▶ _WHAT YOU WILL DO_:
No line before the one containing "Quickstart: pass the" is to be output; retype exactly that line and all lines that follow it to the end of the records.

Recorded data
☆ ☆ ☆ ☆ ☆ ☆ ☆
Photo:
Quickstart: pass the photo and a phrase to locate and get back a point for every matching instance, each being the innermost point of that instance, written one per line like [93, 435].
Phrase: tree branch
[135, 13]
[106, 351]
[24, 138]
☆ ☆ ☆ ☆ ☆ ☆ ☆
▶ _RESPONSE BELOW_:
Quickstart: pass the photo and a phrase to locate and get back a point for every matching instance, each being the innermost point of that instance, written one per line like [93, 435].
Phrase: tree branch
[135, 13]
[106, 351]
[24, 138]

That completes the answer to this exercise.